> Activity 1: Please rewrite the radon mitigation passage, starting with "The philosophy of" and going on through "how to proceed.", changing "committee" to "panel".
> Activity 2: According to the radon mitigation passage, what is the estimated incremental cost per home of adding radon-resistant components to new homes?

The incremental cost of adding radon-resistant components to new homes is estimated to be $400 per home, so the payment of incentives to new-home contractors to make homes radon-resistant could be economically competitive with water treatment. Thus, the development of a scientifically based estimate of the effectiveness of radon-resistant construction in reducing indoor radon concentrations is critical to being able to use this approach to provide equivalent radon-risk reduction. It is important to note that overall reduction in indoor radon concentrations are not likely to exceed a factor of 2 to 3 (based on the FRI research described earlier), so these techniques may not always result in indoor radon concentrations below the EPA 150 Bq m-3 guideline.
Scenario 6: Multicommunity Mitigation
Because the objective of the multimedia-mitigation strategy is to provide equivalent or greater public-health benefit (health-risk reduction) for a lower cost, a scenario could be developed in which a water utility operates wells in several communities or separate production and distribution systems within a single community. Suppose that one community has water with a radon concentration between the MCL and the AMCL and another community has low radon concentrations in its water but high radon concentrations in its indoor air. Could the water utility mitigate the air concentrations in dwellings in the low-water-radon community to produce the equivalent health-risk reduction that would have been obtained by lowering the water concentration of 222Rn in the other community?
The philosophy of maximizing the public-health by using the assumption of linearity in the risks that arise from exposure to radon and its decay products would support this tradeoff as providing cost-effective equivalent risk reduction. On that basis, the committee cannot eliminate this type of risk trading from consideration because it will produce equivalent or better health benefits. How-
ever, important questions of equity in the treatment of the-two communities must be taken into consideration in the decision as to how to proceed.
A similar scenario can be envisioned in which some homes in a community are served by a public water supply and others have private wells. Under the provisions of the Safe Drinking Water Act (SDWA), the utility would be required only to provide water that meets the radon MCL to the homes that it serves. It is possible that the homes served by private wells would have some of the highest indoor-air radon concentrations. In a holistic view of achieving a comparable or greater health-risk reduction for the community, it might be best to remediate the air in the homes with the highest radon concentrations even if they are not served by the utility. However, that would present a dilemma for the utility because it would be mitigating homes to which it does not provide water. Such dwellings are outside the normal jurisdiction of the SDWA and therefore potentially outside the purview of a multimedia program. A policy decision would be needed as to whether such dwellings could be included in a multimedia mitigation program and would raise an important equity question, in that water ratepayers would be charged for the mitigation of homes that are not being served by their utility and whose occupants are not contributing to the payment of the costs of the radon-abatement program.

> Entries shown:
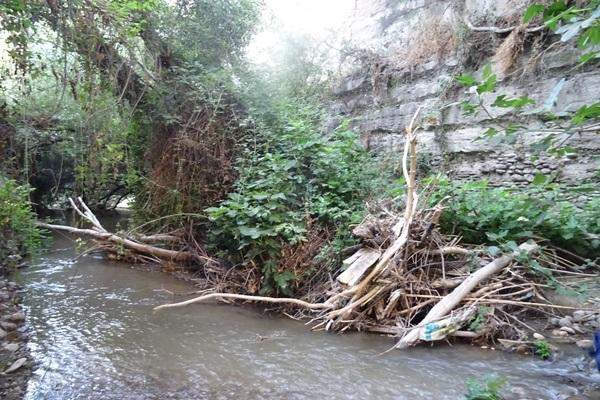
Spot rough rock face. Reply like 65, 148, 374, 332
328, 0, 600, 185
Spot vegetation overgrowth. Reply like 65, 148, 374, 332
0, 0, 600, 331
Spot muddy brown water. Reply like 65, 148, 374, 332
19, 236, 599, 399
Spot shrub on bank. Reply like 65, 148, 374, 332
430, 178, 600, 257
0, 177, 42, 272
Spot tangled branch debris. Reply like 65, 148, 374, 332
155, 111, 596, 348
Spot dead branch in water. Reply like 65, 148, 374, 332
154, 293, 331, 311
38, 197, 211, 262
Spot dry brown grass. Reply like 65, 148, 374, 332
493, 25, 526, 76
391, 16, 458, 69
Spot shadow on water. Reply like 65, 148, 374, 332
15, 233, 598, 399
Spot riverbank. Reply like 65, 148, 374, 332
0, 277, 32, 400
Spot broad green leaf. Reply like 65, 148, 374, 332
531, 172, 548, 186
571, 102, 600, 125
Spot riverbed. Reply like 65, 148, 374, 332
18, 236, 600, 400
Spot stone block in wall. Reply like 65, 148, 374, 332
464, 0, 527, 20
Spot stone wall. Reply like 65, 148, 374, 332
328, 0, 600, 185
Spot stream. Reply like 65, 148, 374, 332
18, 236, 599, 400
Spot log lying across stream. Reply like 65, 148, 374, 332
38, 197, 202, 263
40, 111, 596, 348
155, 111, 596, 348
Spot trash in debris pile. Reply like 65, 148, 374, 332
155, 111, 598, 348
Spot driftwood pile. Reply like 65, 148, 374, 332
42, 111, 589, 348
155, 112, 596, 348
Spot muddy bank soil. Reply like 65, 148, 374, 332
0, 277, 31, 400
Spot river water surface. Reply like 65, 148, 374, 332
20, 233, 587, 400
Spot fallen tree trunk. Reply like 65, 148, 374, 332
396, 243, 537, 349
38, 197, 206, 262
38, 223, 196, 261
154, 293, 331, 311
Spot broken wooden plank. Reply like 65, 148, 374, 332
337, 247, 381, 286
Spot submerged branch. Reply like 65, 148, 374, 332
154, 293, 332, 311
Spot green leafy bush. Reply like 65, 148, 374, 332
206, 104, 376, 291
0, 176, 42, 267
432, 178, 600, 256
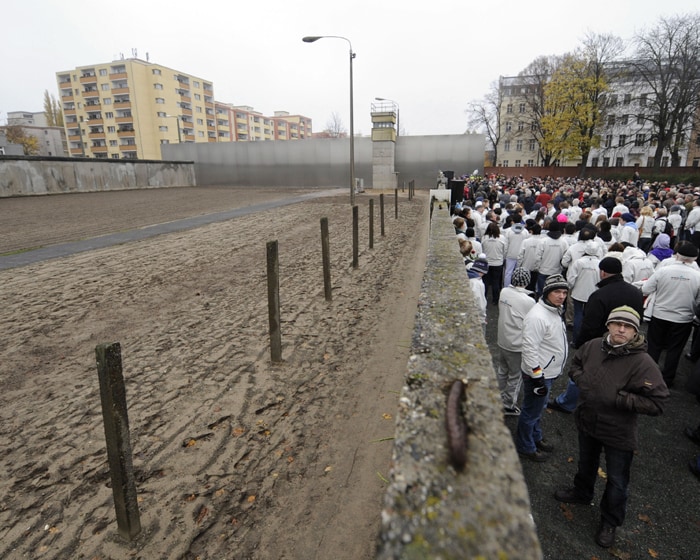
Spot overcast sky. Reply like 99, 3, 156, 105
0, 0, 698, 135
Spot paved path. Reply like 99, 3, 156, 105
0, 187, 339, 270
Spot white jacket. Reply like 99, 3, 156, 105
520, 299, 569, 379
566, 256, 600, 303
535, 235, 569, 276
518, 234, 542, 272
642, 258, 700, 323
498, 286, 535, 352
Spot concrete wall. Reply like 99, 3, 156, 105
0, 157, 196, 198
161, 134, 484, 188
377, 204, 542, 560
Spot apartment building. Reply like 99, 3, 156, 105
495, 72, 700, 167
56, 58, 217, 160
215, 101, 312, 142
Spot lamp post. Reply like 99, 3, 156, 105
302, 35, 355, 206
165, 115, 182, 144
374, 97, 401, 136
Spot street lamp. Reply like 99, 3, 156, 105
165, 115, 182, 144
302, 35, 355, 206
374, 97, 401, 136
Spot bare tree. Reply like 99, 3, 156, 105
630, 14, 700, 167
466, 82, 503, 165
515, 56, 563, 167
326, 112, 347, 138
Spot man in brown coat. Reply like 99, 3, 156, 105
554, 306, 669, 548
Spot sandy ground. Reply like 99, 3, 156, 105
0, 189, 428, 560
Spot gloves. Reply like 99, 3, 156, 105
532, 366, 547, 397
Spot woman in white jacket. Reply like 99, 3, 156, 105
481, 222, 506, 305
566, 240, 600, 340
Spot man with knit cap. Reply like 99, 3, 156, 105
554, 306, 669, 548
642, 242, 700, 387
496, 268, 535, 416
515, 274, 569, 463
547, 257, 644, 414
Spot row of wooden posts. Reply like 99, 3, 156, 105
95, 181, 415, 541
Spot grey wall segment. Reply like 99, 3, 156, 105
0, 158, 196, 198
162, 134, 484, 188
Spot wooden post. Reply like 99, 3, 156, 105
267, 241, 282, 362
379, 193, 384, 237
352, 206, 360, 268
321, 218, 333, 301
369, 198, 374, 249
95, 342, 141, 541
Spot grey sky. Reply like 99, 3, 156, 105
0, 0, 697, 135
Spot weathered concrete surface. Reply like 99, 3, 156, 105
377, 204, 542, 560
0, 158, 196, 198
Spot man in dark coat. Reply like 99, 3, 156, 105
554, 306, 669, 548
547, 257, 644, 414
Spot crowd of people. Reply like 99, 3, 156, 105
450, 175, 700, 548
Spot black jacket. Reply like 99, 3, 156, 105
569, 335, 669, 450
574, 274, 644, 348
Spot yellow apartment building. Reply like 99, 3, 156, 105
56, 58, 218, 160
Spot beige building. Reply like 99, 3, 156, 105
56, 58, 217, 160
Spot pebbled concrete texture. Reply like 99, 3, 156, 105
377, 203, 542, 560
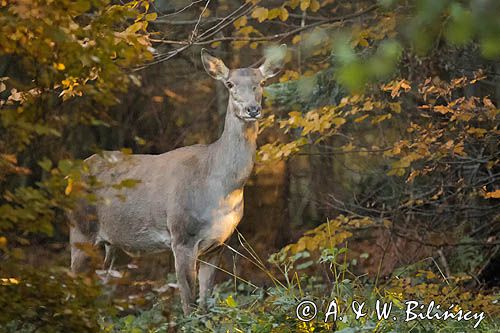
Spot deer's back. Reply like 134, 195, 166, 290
86, 145, 209, 253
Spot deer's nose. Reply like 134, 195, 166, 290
247, 105, 262, 118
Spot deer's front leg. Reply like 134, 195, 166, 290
198, 249, 222, 311
172, 244, 198, 315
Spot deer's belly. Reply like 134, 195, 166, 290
201, 190, 243, 251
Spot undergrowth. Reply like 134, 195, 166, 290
98, 216, 500, 333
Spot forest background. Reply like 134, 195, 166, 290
0, 0, 500, 333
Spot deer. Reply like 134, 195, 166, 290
68, 44, 286, 315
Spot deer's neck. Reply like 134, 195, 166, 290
211, 97, 258, 190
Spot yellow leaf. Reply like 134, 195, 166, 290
252, 7, 269, 23
484, 190, 500, 199
64, 178, 73, 195
309, 0, 321, 12
0, 236, 7, 248
288, 0, 300, 9
280, 7, 288, 21
226, 295, 238, 308
434, 105, 453, 114
233, 16, 248, 29
267, 8, 281, 20
332, 117, 345, 127
354, 114, 368, 123
54, 63, 66, 71
300, 0, 311, 12
145, 13, 158, 21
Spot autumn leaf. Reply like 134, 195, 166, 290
484, 190, 500, 199
252, 7, 269, 23
233, 15, 248, 29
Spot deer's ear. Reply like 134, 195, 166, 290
259, 44, 286, 78
201, 49, 229, 81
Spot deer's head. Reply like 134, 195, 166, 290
201, 44, 286, 121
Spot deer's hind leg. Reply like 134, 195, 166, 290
198, 248, 222, 311
172, 242, 198, 315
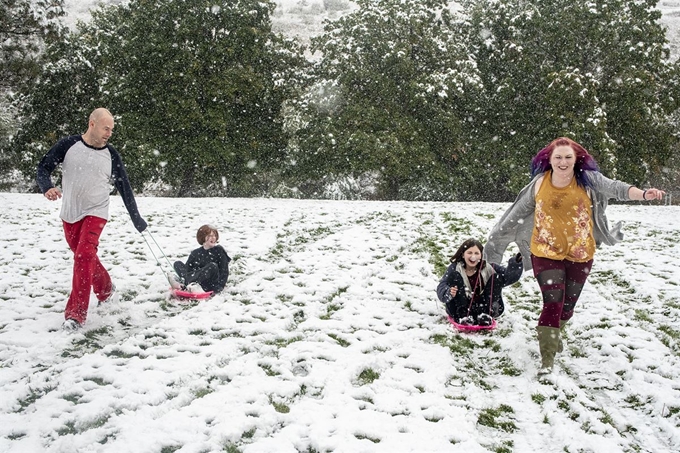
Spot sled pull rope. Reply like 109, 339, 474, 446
142, 228, 172, 269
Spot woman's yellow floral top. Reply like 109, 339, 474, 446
531, 171, 595, 263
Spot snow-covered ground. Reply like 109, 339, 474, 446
0, 193, 680, 453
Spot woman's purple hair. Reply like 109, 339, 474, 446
531, 137, 599, 188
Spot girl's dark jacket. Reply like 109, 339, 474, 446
437, 255, 523, 318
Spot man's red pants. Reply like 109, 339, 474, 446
63, 216, 112, 324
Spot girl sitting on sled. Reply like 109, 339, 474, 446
437, 239, 523, 326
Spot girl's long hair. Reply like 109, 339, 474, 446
450, 238, 484, 267
531, 137, 599, 188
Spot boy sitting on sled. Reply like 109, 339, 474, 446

> Written reply 1:
The philosophy of maximizing the public-health by using the assumption of linearity in the risks that arise from exposure to radon and its decay products would support this tradeoff as providing cost-effective equivalent risk reduction. On that basis, the panel cannot eliminate this type of risk trading from consideration because it will produce equivalent or better health benefits. How-
ever, important questions of equity in the treatment of the-two communities must be taken into consideration in the decision as to how to proceed.

> Written reply 2: $400 per home.